── RECORDS PROVIDED

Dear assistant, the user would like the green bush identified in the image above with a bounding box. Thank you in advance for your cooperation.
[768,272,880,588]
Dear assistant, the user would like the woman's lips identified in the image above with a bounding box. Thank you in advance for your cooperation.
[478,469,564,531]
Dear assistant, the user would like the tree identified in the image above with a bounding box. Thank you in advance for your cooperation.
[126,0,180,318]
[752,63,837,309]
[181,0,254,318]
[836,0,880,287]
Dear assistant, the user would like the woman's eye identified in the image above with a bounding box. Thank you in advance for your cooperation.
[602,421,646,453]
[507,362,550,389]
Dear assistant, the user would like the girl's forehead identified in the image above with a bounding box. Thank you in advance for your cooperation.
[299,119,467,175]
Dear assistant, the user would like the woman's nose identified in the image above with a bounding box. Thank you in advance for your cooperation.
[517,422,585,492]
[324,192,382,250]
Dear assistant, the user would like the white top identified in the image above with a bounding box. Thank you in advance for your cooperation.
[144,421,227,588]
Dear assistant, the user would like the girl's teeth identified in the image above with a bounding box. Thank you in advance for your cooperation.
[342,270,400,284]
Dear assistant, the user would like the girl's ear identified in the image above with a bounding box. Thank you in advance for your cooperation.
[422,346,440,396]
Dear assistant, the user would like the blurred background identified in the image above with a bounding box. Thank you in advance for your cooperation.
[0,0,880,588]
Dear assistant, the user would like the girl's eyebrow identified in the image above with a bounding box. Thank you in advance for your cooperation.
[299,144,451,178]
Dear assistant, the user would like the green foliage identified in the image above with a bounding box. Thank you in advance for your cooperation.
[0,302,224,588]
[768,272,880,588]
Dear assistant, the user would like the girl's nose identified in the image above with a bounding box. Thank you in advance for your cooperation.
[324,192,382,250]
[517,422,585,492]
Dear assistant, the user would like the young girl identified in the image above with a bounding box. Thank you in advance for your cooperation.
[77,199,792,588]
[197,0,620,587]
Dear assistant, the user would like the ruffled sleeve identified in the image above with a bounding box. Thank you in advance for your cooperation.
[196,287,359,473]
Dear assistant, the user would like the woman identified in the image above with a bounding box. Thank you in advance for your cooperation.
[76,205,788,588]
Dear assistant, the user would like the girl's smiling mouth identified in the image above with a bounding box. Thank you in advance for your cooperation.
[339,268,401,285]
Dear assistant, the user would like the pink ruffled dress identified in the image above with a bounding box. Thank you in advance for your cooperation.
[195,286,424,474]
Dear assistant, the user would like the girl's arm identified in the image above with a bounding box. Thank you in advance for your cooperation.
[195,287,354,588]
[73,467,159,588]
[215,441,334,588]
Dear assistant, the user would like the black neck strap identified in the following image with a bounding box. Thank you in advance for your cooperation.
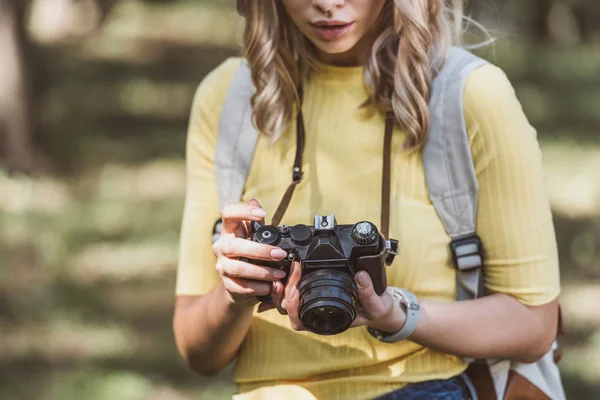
[271,87,394,238]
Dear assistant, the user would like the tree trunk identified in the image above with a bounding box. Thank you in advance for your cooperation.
[0,0,35,172]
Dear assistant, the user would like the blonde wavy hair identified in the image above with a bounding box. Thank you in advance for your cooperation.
[238,0,478,150]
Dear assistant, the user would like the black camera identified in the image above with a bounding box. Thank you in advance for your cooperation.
[247,215,398,335]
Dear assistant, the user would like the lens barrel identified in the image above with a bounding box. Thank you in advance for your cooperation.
[298,269,358,335]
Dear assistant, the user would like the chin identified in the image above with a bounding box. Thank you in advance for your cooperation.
[317,41,356,55]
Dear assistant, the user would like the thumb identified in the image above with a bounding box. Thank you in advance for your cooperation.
[354,271,383,316]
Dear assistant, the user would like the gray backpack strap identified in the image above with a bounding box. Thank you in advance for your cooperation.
[423,47,565,400]
[215,60,258,209]
[423,47,487,300]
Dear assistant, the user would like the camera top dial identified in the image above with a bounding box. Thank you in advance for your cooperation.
[254,225,281,246]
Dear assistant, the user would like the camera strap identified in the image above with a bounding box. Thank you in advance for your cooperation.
[271,86,306,226]
[271,86,394,238]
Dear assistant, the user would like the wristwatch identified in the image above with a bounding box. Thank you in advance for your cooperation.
[367,287,420,343]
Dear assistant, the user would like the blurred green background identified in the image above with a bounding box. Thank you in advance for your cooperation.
[0,0,600,400]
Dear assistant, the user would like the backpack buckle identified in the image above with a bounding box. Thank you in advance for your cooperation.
[450,235,483,271]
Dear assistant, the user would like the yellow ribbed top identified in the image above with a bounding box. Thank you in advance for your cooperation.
[177,58,559,400]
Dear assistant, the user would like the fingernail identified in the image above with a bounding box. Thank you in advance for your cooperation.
[250,208,267,218]
[273,270,286,279]
[356,271,369,287]
[290,285,298,299]
[271,249,287,260]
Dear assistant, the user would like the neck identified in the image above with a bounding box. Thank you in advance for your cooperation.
[316,34,373,67]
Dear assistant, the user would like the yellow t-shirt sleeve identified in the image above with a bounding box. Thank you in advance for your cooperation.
[176,58,241,295]
[463,65,560,306]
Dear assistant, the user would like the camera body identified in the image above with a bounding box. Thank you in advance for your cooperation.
[247,215,398,335]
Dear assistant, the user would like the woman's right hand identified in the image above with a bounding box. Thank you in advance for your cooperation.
[213,199,287,312]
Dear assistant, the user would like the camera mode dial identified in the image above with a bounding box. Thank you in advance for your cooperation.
[350,221,378,244]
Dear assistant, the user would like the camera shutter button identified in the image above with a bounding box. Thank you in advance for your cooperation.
[350,221,378,244]
[290,224,312,246]
[254,225,281,246]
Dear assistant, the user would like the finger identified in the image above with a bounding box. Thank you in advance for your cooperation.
[285,262,306,331]
[222,277,271,297]
[244,198,265,238]
[271,281,287,315]
[350,314,371,328]
[213,236,287,261]
[281,261,302,310]
[285,285,306,331]
[256,303,275,314]
[217,257,286,281]
[221,204,267,233]
[354,271,385,318]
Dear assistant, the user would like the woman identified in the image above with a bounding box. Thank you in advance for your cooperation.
[174,0,560,400]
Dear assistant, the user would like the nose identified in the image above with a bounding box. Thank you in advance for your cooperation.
[313,0,346,14]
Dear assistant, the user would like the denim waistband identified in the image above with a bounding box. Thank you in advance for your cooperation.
[376,374,477,400]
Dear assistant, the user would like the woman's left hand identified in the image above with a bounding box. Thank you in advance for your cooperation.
[279,262,406,333]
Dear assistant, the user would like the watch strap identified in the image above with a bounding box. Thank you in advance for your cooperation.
[368,287,420,343]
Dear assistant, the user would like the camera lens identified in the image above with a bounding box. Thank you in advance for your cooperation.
[299,269,358,335]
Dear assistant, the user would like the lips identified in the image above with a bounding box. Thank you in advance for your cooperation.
[312,21,354,41]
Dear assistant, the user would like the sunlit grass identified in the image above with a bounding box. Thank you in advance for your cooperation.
[0,318,136,362]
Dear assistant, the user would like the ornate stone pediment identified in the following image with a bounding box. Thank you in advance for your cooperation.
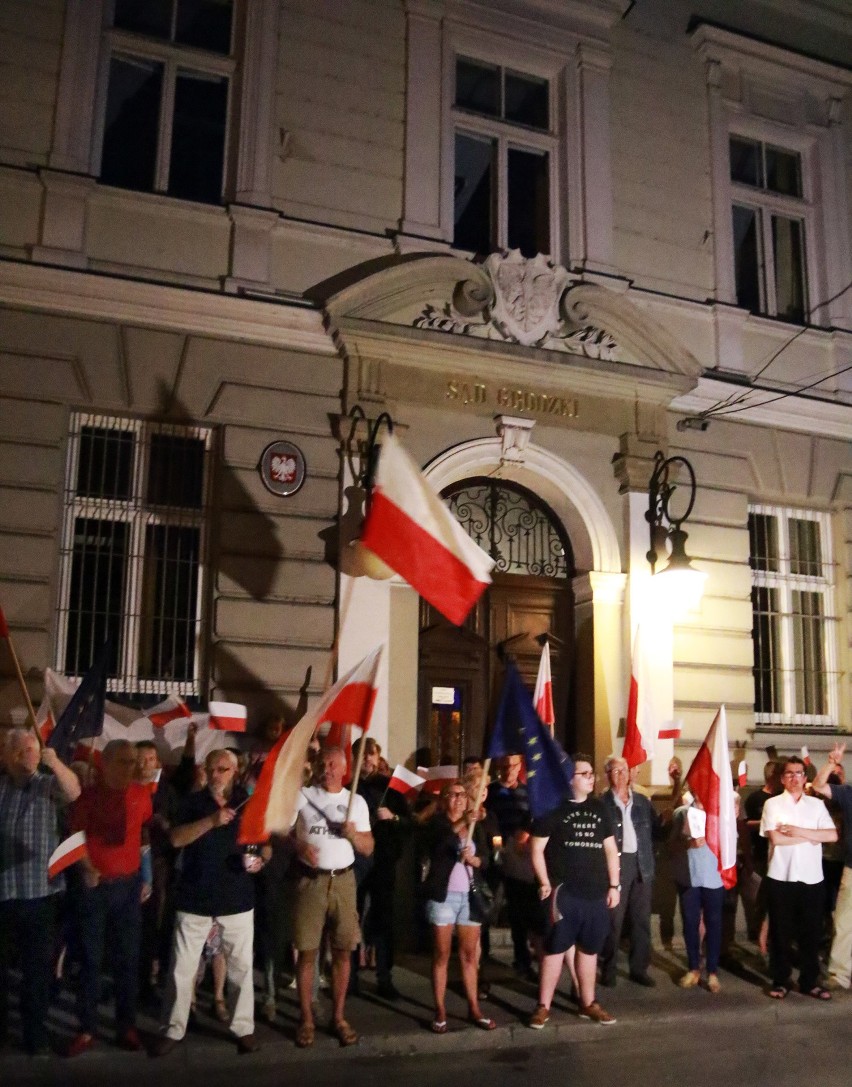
[414,249,624,362]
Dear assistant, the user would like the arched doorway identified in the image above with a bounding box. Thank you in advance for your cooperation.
[417,476,575,765]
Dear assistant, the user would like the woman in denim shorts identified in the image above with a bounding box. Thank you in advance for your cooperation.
[422,780,497,1034]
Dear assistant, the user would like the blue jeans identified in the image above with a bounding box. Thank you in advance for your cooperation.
[677,887,725,974]
[77,872,142,1035]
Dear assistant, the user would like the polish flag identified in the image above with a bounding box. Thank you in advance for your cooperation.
[417,765,459,792]
[145,695,192,732]
[48,830,89,879]
[388,763,426,797]
[686,705,737,889]
[622,626,659,769]
[361,434,494,626]
[239,646,381,845]
[207,702,248,733]
[533,641,556,735]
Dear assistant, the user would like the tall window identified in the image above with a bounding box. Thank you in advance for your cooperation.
[749,505,837,727]
[729,136,810,322]
[100,0,235,203]
[57,414,211,696]
[453,57,554,257]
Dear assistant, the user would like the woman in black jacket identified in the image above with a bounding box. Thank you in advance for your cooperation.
[422,780,497,1034]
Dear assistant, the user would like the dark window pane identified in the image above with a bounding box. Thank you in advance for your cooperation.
[749,513,778,571]
[75,426,134,499]
[453,133,494,253]
[175,0,234,55]
[729,136,763,187]
[455,57,500,117]
[508,148,550,257]
[101,57,163,192]
[113,0,173,41]
[772,215,805,322]
[139,525,200,680]
[146,434,204,510]
[766,147,802,197]
[788,517,823,577]
[793,592,827,716]
[168,72,228,203]
[504,72,550,129]
[751,586,781,713]
[734,204,762,313]
[64,517,129,676]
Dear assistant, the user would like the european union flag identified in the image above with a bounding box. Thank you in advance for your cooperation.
[48,642,110,763]
[488,661,574,819]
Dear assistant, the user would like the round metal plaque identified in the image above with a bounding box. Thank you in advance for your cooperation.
[260,441,306,498]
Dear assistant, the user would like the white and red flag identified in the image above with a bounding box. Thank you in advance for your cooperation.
[622,626,660,769]
[388,763,426,797]
[533,641,556,733]
[145,695,192,728]
[48,830,89,879]
[208,702,248,733]
[239,646,381,845]
[686,705,737,889]
[361,434,494,625]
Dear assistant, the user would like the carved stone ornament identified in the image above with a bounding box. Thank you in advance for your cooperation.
[414,249,622,362]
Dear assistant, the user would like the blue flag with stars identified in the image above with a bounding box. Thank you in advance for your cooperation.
[488,661,574,819]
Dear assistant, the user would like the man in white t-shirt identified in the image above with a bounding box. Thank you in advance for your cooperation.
[761,757,837,1000]
[293,748,373,1048]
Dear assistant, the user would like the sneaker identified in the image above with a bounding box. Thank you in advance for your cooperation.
[580,1000,616,1026]
[527,1004,550,1030]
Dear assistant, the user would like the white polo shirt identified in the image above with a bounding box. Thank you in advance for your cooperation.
[761,789,835,884]
[296,785,369,870]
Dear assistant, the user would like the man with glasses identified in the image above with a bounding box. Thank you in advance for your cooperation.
[761,755,837,1000]
[601,755,660,988]
[529,754,622,1030]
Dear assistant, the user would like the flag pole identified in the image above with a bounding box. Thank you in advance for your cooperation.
[0,613,45,749]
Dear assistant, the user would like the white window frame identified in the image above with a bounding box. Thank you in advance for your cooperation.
[92,13,239,199]
[54,412,213,697]
[749,504,840,730]
[443,57,560,259]
[692,24,852,326]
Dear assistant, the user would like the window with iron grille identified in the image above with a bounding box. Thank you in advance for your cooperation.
[749,505,838,728]
[55,414,212,697]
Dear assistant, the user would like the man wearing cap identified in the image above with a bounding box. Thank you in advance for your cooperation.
[293,748,374,1048]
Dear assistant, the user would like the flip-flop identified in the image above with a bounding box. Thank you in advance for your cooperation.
[471,1015,497,1030]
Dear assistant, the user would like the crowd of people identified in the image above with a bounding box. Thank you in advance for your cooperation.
[0,721,852,1057]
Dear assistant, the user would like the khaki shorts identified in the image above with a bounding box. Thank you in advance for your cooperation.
[293,869,361,951]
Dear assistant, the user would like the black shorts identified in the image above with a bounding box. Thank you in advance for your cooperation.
[544,886,610,954]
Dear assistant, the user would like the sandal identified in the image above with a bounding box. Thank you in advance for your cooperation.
[331,1020,358,1046]
[296,1023,314,1049]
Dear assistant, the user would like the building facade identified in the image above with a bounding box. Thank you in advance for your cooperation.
[0,0,852,784]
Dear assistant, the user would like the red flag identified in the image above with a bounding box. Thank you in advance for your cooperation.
[361,434,493,625]
[622,626,656,769]
[686,705,737,888]
[533,641,556,733]
[239,646,381,845]
[145,695,192,728]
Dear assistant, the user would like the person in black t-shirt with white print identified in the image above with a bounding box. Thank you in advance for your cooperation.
[529,754,622,1030]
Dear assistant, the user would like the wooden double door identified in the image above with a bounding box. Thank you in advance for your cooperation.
[417,574,574,765]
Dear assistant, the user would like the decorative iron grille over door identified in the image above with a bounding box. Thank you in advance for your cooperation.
[442,478,574,578]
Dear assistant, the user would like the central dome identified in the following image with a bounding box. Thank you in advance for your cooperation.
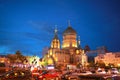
[63,26,76,35]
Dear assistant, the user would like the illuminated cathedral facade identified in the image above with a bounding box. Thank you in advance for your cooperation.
[43,24,87,66]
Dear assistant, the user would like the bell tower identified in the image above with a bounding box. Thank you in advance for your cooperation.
[51,28,60,49]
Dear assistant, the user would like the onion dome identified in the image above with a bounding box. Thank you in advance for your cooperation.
[63,22,76,35]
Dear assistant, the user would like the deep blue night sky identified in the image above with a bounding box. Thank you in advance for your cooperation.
[0,0,120,56]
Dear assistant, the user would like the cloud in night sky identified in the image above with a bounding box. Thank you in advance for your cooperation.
[0,0,120,56]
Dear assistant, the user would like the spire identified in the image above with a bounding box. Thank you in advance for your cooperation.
[55,25,58,34]
[78,36,80,45]
[53,25,58,39]
[68,20,71,27]
[78,36,82,49]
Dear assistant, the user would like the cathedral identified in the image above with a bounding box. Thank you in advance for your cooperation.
[43,24,87,69]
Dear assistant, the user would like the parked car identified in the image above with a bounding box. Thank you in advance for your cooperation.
[78,74,120,80]
[38,70,60,80]
[110,68,119,74]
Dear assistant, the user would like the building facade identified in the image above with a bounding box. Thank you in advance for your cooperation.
[95,52,120,67]
[43,22,87,66]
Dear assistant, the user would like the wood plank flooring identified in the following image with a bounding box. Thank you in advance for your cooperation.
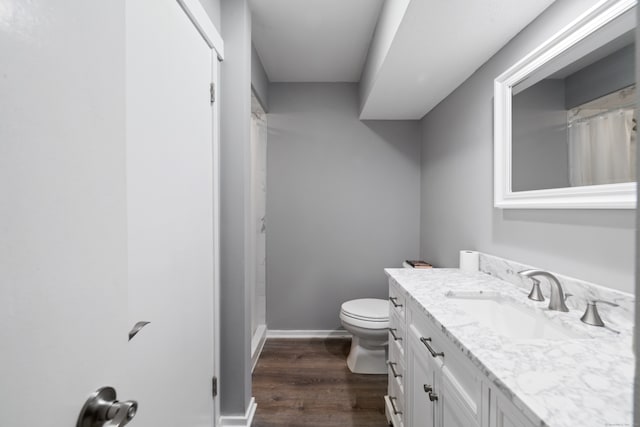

────

GIVEN TASK :: Please convert the material, from its first line through the line containing "[422,346,440,396]" (both included), into a Markdown table with a Row column for the number and a Line column for the text. Omit blank lines.

EXERCISE RESULT ::
| Row | Line |
|---|---|
| 1 | Dear assistant, the user would like the green bush identified in the image above with a bounding box. Thank you in advance for your cooperation. |
| 2 | [768,272,880,588] |
| 3 | Dear assistant, the user would like the woman's lips identified in the image above with a bounding box. Thank you in advance for your cooperation. |
| 4 | [478,469,564,531] |
| 5 | Dear assistant, the user would like the tree identified in the image above with a bounding box. Thank you in advance for your cooperation. |
| 6 | [126,0,180,318] |
| 7 | [752,63,837,309] |
| 8 | [181,0,254,318] |
| 9 | [836,0,880,287] |
| 10 | Dear assistant, the user would like the woman's eye identified in the image above with a bounding box. Thank you in advance for your cooperation. |
| 11 | [602,421,646,453] |
| 12 | [507,362,550,389] |
| 13 | Dear assistant, the user would like the girl's forehead identified in the image above with a bounding box. Thank you in advance for your cooperation. |
| 14 | [299,119,467,175] |
| 15 | Dear assistant, the user would like the woman's nose identified in the image above with a bounding box. Thank you in advance for your cooperation. |
| 16 | [517,422,585,492] |
| 17 | [324,192,382,250] |
| 18 | Dear assistant, the user would like the white top identified in the image above with a bounding box. Thank you in advance for your cooperation. |
| 19 | [144,421,227,588] |
| 20 | Dear assistant, the user would like the girl's teeth identified in the image above with a bounding box. Thank you in advance for your cooperation. |
| 21 | [342,270,400,284] |
| 22 | Dear assistant, the user would like the girl's ear identified in the image above with a bounding box. Thank you in advance for your cooperation. |
| 23 | [422,346,440,396] |